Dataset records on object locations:
◇ ◇ ◇

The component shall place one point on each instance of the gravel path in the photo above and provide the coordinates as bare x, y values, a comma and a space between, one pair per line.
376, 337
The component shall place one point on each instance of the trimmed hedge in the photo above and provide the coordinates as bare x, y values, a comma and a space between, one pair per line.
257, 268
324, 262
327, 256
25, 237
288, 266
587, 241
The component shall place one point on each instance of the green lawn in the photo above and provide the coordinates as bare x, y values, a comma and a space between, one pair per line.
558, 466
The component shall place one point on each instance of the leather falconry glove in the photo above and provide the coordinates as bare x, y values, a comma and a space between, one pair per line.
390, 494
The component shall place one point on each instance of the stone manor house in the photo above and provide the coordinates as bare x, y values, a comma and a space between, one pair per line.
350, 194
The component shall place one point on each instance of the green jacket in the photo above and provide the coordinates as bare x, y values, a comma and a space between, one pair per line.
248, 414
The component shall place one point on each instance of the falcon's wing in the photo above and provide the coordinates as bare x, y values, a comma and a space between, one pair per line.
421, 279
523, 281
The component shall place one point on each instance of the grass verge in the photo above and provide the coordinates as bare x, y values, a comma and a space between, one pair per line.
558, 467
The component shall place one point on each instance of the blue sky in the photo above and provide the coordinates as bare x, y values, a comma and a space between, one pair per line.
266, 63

◇ ◇ ◇

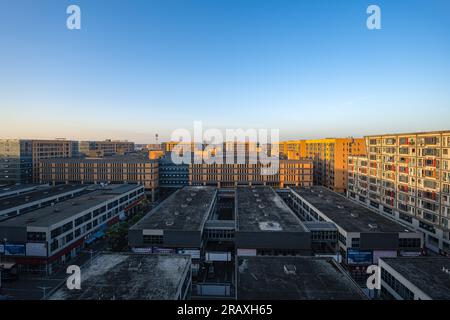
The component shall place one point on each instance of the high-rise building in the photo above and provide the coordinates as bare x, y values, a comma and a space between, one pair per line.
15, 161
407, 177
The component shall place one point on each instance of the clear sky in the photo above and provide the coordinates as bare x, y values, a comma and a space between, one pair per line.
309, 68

◇ ◇ ◇

From the material above, pull out every line that contains the word "green" and copy each one unchanged.

__Exercise answer__
The component shall place one point on each instance of the green lawn in the photo above and provide the coordinates as bare x, y values, a comma and a space between, one pair per line.
The component shall place one point on each instance of the green jacket in the photo above and provide the coordinates as bare x, y values, a comma and a space between, one pair per line.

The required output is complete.